Task set.
(1) List every paragraph number of the Updated Commentary cited in the passage on the Updated Commentary's humanitarian interpretation.
(2) Using the passage on the Updated Commentary's humanitarian interpretation, answer each question below.
(a) Which article does the passage say might more defensibly have been regarded as an optional provision?
(b) What does the Updated Commentary call "no valid ground under humanitarian law" to turn down a valid offer of services?
(c) According to the 1952 predecessor, must the Powers give a reason for their refusals?
**** Document passage
Given the extreme paucity of practice and implementation, a more defensible conclusion might have been to regard Article 49 as an optional provision.

In a similarly humanitarian vein of interpretation, the Article 9 comment on activities of humanitarian organizations adopts an assertive position with respect to Parties’ duty to consent to offers of humanitarian aid. Where its 1952 predecessor observed:

All these humanitarian activities are subject to one final condition – the consent of the Parties to the conflict concerned. This condition is obviously a harsh one. But one might almost say that it follows automatically. A belligerent Power can obviously not be obliged to tolerate in its territory activities of any kind by any foreign organization. That would be out of the question. The Powers do not have to give a reason for their refusals. The decision is entirely theirs. But being bound to apply the Convention, they alone must bear the responsibility if they refuse help in carrying out their engagements. p. 110.

The Updated Commentary asserts:

In particular, humanitarian law, as informed by subsequent State practice, has evolved to the point where one can conclude that consent may not be refused on arbitrary grounds.  … Thus, where a Party to an international armed conflict is unwilling or unable to address those persons’ humanitarian needs, it must accept an offer of services from an impartial humanitarian organization. [Para. 1174.]

And rather than understand the Article 9 provisions concerning accommodation of humanitarian aid to call for a balance between military necessity and humanity, the Updated Commentary insists:

Military necessity is no valid ground under humanitarian law to turn down a valid offer of services or to deny in their entirety the humanitarian activities proposed by an impartial humanitarian organization. [Para. 1178.]

Perhaps the passage is not artfully worded, but military operational requirements seem an entirely legitimate consideration in a State’s determination whether and how to permit activities of a humanitarian organization. Perhaps it would have been more correct to observe that denial of aid to victims of war is not itself a military necessity in any case? Fortunately, the succeeding paragraph concedes the legitimacy of imposing control measures on humanitarian aid (para. 1179).

And a comment on the obligation to protect the wounded and sick observes:

From 1864 through 1906 and 1929 to 1949, the regime governing the wounded and sick has been consecutively revised with the declared purpose of maximizing the protection of this category of persons. Against this background, the obligation to protect the wounded and sick should be interpreted broadly to include all the forms of harm or danger described above. [Para. 1362.]

This is an eye-catching instruction on humanitarian interpretation. If the goal had truly been to maximize protection, that objective seems never to have been attained at any of those diplomatic conferences. It is perhaps not as clear as the Updated Commentary urges that the interpreter’s mandate is to achieve what the States’ representatives at these diplomatic conferences, and indeed what the ICRC itself through its participation, could not. One is left to wonder whether the cause of international law and thus humanity is better served in the long run by textual and structural fidelity rather than by well-meaning invention or innovation.
********
**** Available data
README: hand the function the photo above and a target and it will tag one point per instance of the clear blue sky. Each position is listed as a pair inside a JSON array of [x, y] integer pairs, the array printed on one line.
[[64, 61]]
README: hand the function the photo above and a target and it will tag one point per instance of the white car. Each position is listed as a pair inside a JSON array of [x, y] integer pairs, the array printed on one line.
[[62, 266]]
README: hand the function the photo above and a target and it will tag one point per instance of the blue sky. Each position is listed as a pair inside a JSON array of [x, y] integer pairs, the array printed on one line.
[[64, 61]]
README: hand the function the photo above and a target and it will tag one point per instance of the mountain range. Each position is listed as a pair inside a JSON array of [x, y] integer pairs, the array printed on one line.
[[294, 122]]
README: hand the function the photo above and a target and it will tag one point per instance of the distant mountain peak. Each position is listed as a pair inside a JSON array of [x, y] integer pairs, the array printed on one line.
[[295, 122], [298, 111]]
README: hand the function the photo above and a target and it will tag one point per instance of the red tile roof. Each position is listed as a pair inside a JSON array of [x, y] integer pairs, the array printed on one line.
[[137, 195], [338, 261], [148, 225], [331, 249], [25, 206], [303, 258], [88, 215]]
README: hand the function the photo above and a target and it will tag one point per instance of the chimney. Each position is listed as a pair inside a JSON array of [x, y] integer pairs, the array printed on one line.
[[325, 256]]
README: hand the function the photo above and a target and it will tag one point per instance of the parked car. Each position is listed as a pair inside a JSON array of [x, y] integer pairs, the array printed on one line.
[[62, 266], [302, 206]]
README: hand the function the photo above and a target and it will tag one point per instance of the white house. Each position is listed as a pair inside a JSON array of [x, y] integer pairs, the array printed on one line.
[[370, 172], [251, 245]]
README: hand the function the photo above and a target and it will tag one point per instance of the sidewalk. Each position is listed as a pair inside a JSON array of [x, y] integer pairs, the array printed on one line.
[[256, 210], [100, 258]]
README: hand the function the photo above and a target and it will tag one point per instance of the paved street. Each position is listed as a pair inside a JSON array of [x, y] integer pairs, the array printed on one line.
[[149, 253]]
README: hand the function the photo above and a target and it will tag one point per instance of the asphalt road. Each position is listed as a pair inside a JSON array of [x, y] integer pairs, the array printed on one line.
********
Responses.
(1) 1174, 1178, 1179, 1362

(2)
(a) Article 49
(b) Military necessity
(c) No, they do not have to give a reason.